▶ [Extract provided]:

Our model suggests that patients’ and physicians’ individual attitudes and beliefs prior to a clinical interaction directly and indirectly affect the quality of communication during the interaction, and in turn, affect decisions that physicians make about discussing trials and that patients make about participating in the trial. These attitudes and beliefs include those that prior research shows may affect the quality of communication during clinical interactions in which trials are discussed. With regard to African-American patients, research shows that overall, members of this racial group are as likely as White patients to consent if they are offered a trial [18, 26, 42,43,44]. However, some African Americans hold race-related attitudes and beliefs that could directly and indirectly influence whether and how a physician discusses a trial with them and how they respond to these discussions [17, 45,46,47]. These attitudes, derived in great part from the legacy of racism and poorer health care for minorities in the U.S [48,49,50], include greater mistrust in medical institutions and physicians, higher suspicion about how healthcare systems treat African-American patients, and increased perceptions of having been the target of discrimination [51,52,53,54,55,56,57,58,59]. Our work and that of others show that these attitudes lower the quality of communication in interactions with African-American patients and their non-African-American physicians [36, 53, 59], and may, in part, explain why communication in these racially discordant interactions is often of lower quality compared to communication with White patients. With regard to physicians, research suggests that some physicians have negative feelings about African-American patients [60] and may believe they are poor candidates for clinical trials because of racial stereotypes that they are less educated, less trustworthy, or less compliant [61,62,63,64]. These attitudes, which are often implicit rather than explicit, could influence whether and how a physician discusses a trial, and could also result in physicians opting for less aggressive treatments for African American patients [65,66,67].

As also illustrated in Fig. 1, the conceptual model focuses on the quality of patient-physician communication during clinical interactions as a primary influence on patients’ decisions about participating and their understanding of the key aspects of the trial. In PACCT, we are primarily concerned with aspects of communication that may be affected by the topic of clinical trials, and that may vary with patient race. These aspects of communication include patient active participation in clinical interactions (e.g., asking questions, stating concerns) [68, 69], physician patient-centeredness (e.g., patient-centered communication, shared decision making) [31, 70], and the extent to which physicians discuss a trial and clearly explain key aspects of consent (e.g., purpose, risks, benefits of trial participation) [38, 71].

Based on the conceptual model, and consistent with recent calls to move beyond single-level interventions [72,73,74], PACCT will test two interventions: one focused on patients and the other on physicians. Independently and together, these interventions are designed to influence patients’ attitudes about physicians and about trials; physicians’ attitudes about patients and about trials; and patient-physician clinical interactions in which trials may be discussed. The primary goal is to improve the rates at which men decide to participate in a prostate cancer clinical trial, based on high-quality communication with their physicians. Secondary goals are to improve rates at which physicians discuss and offer trials to eligible patients, the quality of patient-physician communication during interactions in which trials may be discussed, patients’ understanding of trials offered, and rates of actual accrual to clinical trials. More specifically, PACCT is designed to achieve the following aims and test the following hypotheses:

  • Aim 1. Determine the effects of the patient- and physician-focused interventions on outcomes. The primary outcome is improved rates of patients’ decisions to enroll in a clinical trial; the secondary outcomes are physicians’ offers of a trial, the quality of patient-physician communication during clinical interactions, patients’ understanding of the trial offered, and patients’ actual enrollment in the trial.

▶ [Dataset entries]:
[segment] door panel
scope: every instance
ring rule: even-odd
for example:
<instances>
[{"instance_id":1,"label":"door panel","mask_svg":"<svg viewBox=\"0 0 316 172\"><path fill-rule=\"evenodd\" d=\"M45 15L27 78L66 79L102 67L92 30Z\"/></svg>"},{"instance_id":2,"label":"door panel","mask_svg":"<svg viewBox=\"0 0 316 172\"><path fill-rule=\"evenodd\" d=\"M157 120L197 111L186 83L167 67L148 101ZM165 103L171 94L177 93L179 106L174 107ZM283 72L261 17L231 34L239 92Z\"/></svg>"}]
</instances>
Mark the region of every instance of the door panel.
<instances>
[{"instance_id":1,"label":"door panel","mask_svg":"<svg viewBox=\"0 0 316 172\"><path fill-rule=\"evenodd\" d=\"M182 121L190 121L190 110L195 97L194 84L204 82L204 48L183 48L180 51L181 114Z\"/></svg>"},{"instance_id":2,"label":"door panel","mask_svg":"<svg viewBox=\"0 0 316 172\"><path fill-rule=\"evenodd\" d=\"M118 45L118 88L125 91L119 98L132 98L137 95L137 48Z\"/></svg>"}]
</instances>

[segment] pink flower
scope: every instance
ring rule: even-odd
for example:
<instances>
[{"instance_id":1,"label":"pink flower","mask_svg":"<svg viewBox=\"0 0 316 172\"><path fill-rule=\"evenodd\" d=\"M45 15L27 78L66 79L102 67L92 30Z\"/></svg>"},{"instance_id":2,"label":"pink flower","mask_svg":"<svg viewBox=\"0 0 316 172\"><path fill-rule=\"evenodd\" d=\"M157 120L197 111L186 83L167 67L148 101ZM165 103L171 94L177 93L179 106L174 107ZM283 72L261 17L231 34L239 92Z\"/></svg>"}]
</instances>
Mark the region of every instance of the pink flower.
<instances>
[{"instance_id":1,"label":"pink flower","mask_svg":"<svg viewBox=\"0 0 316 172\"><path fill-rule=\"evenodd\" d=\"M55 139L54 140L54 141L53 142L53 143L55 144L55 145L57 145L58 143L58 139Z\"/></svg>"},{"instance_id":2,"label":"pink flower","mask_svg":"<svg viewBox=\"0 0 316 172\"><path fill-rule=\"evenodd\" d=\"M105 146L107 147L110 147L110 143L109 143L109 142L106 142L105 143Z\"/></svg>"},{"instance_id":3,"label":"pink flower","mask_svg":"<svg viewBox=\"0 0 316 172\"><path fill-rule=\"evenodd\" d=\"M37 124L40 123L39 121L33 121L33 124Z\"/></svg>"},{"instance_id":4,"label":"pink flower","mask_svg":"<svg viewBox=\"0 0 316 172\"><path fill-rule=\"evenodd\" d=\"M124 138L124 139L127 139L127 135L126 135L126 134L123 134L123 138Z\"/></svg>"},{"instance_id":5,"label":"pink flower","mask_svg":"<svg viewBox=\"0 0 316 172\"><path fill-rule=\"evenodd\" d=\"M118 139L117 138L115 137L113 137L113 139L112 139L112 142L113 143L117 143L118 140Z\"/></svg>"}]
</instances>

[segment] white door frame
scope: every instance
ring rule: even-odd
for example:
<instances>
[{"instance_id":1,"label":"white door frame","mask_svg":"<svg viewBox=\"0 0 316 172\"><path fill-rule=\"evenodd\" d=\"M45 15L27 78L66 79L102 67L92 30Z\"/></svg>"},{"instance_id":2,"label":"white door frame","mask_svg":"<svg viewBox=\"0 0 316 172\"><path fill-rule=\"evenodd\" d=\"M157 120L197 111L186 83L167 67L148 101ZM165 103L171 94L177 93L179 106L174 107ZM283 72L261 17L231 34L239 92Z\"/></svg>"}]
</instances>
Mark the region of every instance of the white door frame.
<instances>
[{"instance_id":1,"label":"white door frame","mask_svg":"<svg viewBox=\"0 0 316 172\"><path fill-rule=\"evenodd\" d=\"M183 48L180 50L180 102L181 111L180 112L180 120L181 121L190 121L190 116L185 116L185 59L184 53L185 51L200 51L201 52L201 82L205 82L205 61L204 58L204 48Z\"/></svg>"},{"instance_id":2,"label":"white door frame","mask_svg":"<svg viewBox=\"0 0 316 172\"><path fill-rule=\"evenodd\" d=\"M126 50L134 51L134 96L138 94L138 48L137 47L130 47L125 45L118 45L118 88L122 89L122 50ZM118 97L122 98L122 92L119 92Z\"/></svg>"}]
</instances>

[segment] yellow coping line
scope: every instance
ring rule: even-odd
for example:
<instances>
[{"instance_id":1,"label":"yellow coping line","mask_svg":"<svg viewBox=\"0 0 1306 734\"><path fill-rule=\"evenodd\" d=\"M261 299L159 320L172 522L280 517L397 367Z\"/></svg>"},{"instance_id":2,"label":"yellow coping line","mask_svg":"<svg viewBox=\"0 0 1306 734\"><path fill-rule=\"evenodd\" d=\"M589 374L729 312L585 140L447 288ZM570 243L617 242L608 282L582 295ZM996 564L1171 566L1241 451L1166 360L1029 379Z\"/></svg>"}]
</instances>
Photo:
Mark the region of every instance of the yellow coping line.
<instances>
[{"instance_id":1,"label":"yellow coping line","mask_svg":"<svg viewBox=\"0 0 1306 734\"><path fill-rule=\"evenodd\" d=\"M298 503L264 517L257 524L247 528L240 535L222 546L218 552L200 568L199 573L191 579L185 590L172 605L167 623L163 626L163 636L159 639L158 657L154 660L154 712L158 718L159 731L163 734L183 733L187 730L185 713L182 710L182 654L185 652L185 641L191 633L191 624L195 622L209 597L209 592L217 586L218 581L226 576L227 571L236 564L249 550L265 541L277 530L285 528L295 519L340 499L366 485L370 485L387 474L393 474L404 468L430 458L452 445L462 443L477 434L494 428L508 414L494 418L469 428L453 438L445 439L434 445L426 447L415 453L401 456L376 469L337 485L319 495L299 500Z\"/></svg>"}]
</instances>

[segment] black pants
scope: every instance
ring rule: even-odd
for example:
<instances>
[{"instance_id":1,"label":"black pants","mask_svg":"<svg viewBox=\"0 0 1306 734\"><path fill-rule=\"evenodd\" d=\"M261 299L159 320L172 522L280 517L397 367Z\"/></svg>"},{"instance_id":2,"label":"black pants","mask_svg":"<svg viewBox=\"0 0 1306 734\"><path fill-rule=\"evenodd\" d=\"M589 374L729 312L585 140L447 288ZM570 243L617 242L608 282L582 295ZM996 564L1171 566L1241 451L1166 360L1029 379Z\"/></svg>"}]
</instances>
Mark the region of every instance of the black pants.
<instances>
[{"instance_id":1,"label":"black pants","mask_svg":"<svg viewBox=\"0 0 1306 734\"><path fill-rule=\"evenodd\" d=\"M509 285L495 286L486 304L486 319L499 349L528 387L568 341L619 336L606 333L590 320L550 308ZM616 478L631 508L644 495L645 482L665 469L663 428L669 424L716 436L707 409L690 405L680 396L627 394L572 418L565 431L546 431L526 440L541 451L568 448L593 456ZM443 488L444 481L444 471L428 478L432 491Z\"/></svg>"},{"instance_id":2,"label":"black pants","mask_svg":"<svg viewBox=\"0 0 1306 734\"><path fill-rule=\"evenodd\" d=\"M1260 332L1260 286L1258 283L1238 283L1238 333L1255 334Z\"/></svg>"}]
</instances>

▶ [Questions on the material]:
1) In the passage on clinical trial communication, what is the primary goal of PACCT?
2) Repeat the part of the passage on clinical trial communication starting with "As also illustrated" and going on through "participation) [38, 71].".
The lines have no connection to the passage on clinical trial communication.

▶ [Responses to the tasks]:
1) It aims to improve the rates at which men decide to participate in a prostate cancer clinical trial, based on high-quality communication with their physicians.

2)
As also illustrated in Fig. 1, the conceptual model focuses on the quality of patient-physician communication during clinical interactions as a primary influence on patients’ decisions about participating and their understanding of the key aspects of the trial. In PACCT, we are primarily concerned with aspects of communication that may be affected by the topic of clinical trials, and that may vary with patient race. These aspects of communication include patient active participation in clinical interactions (e.g., asking questions, stating concerns) [68, 69], physician patient-centeredness (e.g., patient-centered communication, shared decision making) [31, 70], and the extent to which physicians discuss a trial and clearly explain key aspects of consent (e.g., purpose, risks, benefits of trial participation) [38, 71].